=== Enregistrements ===
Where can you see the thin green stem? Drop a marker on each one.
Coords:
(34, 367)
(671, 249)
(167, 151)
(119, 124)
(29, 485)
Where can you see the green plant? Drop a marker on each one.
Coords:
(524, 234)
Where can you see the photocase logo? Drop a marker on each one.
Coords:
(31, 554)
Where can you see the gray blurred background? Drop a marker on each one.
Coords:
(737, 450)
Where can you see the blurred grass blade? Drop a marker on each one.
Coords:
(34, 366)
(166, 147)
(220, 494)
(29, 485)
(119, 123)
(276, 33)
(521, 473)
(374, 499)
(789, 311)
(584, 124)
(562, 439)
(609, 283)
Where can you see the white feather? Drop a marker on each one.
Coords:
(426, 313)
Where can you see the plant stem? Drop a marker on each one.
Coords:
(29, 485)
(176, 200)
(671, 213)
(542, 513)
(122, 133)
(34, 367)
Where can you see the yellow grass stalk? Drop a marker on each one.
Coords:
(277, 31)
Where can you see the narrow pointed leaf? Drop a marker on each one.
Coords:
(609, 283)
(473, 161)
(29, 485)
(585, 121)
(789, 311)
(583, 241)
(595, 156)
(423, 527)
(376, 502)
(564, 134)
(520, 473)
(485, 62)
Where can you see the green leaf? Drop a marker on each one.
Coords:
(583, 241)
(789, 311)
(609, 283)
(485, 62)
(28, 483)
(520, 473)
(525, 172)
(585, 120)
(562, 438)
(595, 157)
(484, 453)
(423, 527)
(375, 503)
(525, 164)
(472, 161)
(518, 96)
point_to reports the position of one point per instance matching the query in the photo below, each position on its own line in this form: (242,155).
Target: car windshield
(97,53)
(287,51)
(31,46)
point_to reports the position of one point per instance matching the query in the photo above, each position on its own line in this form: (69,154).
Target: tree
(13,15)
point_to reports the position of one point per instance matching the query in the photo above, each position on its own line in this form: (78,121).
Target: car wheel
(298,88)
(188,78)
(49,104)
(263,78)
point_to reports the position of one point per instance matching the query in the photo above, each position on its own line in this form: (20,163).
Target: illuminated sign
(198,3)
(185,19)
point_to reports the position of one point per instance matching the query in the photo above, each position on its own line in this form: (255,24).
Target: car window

=== Problème posé ===
Mettez à jour tous les enregistrements en remplaçant « Coords » par « Positions », sans rien modifier d'autre.

=== Problème résolu ===
Where can you see the thin green stem? Drop a marker on each one.
Positions:
(34, 367)
(671, 249)
(167, 151)
(119, 124)
(29, 485)
Where can you see the green plant? Drop a marker on each one.
Positions:
(524, 234)
Where can you see the photocase logo? Drop a marker on each one.
Positions:
(31, 554)
Where can you see the gray blurred background? Drop a marker on each one.
Positions:
(737, 450)
Where can you see the blurred grass blade? Drop a marker on each one.
Positions:
(34, 366)
(166, 147)
(220, 494)
(29, 485)
(119, 123)
(276, 33)
(521, 473)
(374, 499)
(789, 311)
(584, 124)
(562, 439)
(609, 283)
Where can you see the white feather? Drop a marker on each one.
Positions:
(426, 313)
Where can you see the plant stem? Drop a marker on each one.
Positions:
(29, 485)
(176, 200)
(671, 213)
(542, 513)
(122, 133)
(34, 367)
Where can you see the yellow grass stalk? Drop a marker on each one.
Positions:
(277, 31)
Where can you see the narrow pointed leaf? Drop a marker on each one.
Positions:
(609, 283)
(473, 161)
(29, 485)
(585, 121)
(789, 311)
(583, 241)
(595, 156)
(423, 527)
(376, 502)
(564, 134)
(520, 473)
(485, 62)
Where can you see the green leaf? Drop a marker on each one.
Positions:
(583, 241)
(789, 311)
(609, 283)
(485, 62)
(28, 483)
(520, 473)
(525, 172)
(585, 120)
(562, 438)
(595, 157)
(484, 453)
(423, 527)
(375, 503)
(525, 164)
(472, 161)
(518, 96)
point_to reports the position of one point per instance matching the query in the photo below, each position on its own line in this form: (242,155).
Target: car windshield
(97,53)
(287,51)
(31,46)
point_to reports the position of one point per instance matching the query in the photo above, each position on its own line in this form: (69,154).
Target: tree
(13,15)
point_to reports the position of one point per instance matching the query in the photo above, each position on its own line in this form: (78,121).
Target: car wheel
(298,88)
(188,78)
(49,104)
(263,78)
point_to reports the position of one point per instance matching the query in the photo above, each position on its own line in this form: (20,163).
Target: illuminated sign
(198,3)
(185,19)
point_to reports the position of one point per instance matching the query in the photo above, each position on its own line in this form: (255,24).
Target: car window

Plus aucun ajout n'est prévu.